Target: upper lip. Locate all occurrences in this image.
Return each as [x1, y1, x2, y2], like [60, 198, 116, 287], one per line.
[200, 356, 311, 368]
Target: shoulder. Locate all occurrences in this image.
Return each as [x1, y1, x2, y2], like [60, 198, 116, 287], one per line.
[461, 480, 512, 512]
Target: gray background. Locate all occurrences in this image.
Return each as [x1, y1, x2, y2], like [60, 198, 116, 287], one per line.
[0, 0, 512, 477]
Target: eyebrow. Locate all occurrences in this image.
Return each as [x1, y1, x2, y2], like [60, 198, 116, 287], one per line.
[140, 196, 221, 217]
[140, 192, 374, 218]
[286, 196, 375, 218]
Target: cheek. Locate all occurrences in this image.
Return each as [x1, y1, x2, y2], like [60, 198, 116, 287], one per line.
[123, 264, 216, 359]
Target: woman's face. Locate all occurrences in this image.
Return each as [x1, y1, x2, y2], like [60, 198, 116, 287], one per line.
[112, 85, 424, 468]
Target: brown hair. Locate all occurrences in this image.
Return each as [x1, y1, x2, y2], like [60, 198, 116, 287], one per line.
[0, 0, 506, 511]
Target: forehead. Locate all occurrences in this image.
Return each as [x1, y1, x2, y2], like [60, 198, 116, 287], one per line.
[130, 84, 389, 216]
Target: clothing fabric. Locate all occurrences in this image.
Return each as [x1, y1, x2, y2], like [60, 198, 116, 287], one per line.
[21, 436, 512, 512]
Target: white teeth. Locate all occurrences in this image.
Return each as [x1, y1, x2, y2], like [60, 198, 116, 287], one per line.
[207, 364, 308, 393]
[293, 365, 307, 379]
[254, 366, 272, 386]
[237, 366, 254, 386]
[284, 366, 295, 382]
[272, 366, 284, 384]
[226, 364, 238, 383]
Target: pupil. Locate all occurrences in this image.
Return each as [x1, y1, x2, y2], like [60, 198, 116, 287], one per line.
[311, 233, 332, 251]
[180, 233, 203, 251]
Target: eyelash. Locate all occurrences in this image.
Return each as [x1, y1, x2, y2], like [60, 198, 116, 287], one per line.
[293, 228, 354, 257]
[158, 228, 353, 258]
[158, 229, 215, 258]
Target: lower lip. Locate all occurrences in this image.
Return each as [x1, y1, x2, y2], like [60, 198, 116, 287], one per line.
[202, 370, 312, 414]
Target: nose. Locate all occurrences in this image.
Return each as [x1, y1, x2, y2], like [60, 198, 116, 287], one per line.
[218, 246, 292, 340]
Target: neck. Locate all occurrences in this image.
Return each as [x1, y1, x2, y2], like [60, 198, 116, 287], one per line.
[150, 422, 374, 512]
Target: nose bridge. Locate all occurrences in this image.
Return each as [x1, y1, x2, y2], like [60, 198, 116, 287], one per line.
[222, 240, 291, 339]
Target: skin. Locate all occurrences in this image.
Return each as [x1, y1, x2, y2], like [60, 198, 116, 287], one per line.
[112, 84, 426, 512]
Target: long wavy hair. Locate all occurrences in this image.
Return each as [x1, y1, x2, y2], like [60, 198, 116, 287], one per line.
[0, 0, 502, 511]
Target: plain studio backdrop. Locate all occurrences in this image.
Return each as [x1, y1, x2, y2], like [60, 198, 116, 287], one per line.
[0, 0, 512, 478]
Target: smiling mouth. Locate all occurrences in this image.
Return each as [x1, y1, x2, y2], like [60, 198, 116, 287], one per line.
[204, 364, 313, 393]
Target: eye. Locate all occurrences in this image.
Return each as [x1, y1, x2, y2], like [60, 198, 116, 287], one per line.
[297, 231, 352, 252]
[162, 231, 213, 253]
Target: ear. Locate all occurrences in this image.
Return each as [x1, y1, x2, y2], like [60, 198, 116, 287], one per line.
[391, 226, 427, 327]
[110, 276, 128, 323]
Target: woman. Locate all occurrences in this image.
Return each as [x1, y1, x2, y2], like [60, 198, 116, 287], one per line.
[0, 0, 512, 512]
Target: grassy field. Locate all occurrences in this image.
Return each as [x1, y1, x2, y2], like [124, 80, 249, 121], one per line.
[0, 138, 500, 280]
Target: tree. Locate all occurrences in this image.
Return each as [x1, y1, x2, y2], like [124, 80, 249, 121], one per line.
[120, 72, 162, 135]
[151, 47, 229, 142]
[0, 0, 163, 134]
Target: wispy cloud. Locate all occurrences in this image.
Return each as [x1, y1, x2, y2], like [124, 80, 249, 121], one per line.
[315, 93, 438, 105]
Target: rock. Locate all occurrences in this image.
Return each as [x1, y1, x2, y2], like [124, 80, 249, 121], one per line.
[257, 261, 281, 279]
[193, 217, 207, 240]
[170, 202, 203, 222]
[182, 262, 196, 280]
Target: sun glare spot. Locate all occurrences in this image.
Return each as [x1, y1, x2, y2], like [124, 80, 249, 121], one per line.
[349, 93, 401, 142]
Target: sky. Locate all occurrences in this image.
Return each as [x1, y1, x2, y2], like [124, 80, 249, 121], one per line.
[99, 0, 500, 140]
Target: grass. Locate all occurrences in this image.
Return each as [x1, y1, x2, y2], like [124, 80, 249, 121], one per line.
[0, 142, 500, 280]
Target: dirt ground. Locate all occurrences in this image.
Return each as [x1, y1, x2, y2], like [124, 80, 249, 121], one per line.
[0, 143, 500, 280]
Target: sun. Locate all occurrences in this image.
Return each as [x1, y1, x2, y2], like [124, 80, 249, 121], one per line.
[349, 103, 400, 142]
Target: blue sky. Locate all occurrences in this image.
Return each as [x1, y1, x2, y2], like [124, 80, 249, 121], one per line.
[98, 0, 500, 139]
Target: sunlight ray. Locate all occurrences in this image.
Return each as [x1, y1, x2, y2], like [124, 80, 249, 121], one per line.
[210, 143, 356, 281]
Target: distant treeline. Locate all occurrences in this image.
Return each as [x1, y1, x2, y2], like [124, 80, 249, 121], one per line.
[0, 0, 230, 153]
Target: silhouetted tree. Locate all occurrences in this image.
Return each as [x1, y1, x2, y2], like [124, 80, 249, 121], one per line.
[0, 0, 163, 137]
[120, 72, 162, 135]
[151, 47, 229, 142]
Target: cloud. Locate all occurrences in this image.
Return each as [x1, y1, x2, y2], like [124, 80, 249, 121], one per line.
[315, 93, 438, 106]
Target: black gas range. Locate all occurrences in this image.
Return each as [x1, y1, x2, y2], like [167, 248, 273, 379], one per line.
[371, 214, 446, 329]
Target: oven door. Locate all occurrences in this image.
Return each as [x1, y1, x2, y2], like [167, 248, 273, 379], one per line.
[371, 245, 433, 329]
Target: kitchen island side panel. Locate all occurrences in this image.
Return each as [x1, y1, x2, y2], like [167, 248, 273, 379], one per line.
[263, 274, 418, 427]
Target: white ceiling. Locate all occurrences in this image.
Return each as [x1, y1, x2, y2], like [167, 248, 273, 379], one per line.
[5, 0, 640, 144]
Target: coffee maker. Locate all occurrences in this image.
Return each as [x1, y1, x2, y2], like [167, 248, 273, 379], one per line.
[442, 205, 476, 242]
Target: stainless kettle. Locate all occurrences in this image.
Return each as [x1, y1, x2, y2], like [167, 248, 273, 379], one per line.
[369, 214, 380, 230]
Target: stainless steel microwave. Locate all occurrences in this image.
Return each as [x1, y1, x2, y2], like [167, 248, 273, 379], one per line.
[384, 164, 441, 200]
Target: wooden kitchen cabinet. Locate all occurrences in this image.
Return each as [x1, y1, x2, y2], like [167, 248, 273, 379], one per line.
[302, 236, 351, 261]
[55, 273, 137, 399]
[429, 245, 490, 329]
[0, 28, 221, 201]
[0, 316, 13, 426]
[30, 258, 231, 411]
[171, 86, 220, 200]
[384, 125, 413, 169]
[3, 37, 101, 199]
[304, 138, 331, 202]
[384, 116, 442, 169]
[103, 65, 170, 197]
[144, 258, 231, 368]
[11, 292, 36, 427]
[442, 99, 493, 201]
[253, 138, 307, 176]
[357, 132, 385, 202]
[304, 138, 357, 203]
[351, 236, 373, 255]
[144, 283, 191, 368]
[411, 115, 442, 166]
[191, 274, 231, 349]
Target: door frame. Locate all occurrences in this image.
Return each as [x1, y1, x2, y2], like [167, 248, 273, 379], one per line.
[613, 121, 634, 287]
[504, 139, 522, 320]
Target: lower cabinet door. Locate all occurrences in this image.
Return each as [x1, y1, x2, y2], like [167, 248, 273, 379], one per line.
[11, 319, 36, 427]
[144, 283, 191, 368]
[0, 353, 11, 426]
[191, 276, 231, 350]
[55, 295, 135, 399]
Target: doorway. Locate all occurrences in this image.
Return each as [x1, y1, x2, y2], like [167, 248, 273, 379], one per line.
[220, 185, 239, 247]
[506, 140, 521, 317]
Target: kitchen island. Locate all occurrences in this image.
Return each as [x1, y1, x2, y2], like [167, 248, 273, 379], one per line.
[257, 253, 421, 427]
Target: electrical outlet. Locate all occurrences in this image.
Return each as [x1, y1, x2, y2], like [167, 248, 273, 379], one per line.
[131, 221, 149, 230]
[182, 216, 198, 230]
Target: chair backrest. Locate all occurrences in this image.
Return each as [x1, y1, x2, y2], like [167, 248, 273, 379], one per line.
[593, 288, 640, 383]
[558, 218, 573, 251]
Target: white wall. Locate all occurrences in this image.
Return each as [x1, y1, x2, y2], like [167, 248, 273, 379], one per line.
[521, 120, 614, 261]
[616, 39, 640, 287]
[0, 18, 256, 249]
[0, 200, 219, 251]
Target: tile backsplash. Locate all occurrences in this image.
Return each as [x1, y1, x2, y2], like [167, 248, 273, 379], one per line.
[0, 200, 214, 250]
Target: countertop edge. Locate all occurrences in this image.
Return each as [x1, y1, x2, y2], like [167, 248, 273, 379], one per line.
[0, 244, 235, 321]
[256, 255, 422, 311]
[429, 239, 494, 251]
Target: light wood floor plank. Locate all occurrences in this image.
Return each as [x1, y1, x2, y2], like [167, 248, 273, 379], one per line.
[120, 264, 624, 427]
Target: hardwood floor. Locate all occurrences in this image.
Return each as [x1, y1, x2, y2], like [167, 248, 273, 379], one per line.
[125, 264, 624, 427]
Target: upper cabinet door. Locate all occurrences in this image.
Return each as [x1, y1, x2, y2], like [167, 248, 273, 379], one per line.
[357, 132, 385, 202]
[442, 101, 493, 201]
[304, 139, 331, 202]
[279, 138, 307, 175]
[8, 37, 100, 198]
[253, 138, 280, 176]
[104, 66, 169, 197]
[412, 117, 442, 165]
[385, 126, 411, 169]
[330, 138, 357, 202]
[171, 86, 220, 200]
---*---
Reproduce verbatim the lines of the listing above, starting with the line that contains "Target: upper cabinet" (include that line) and going on through the last line of the listing.

Target: upper cabinet door. Locate all occurrences in this image.
Return each as [x1, y1, x2, y2], like [167, 248, 273, 379], one per line.
[357, 132, 385, 202]
[442, 101, 493, 201]
[304, 139, 331, 202]
[279, 138, 307, 175]
[8, 37, 100, 198]
[253, 138, 280, 176]
[104, 66, 169, 197]
[412, 117, 442, 165]
[385, 126, 411, 169]
[330, 138, 357, 202]
[171, 86, 220, 200]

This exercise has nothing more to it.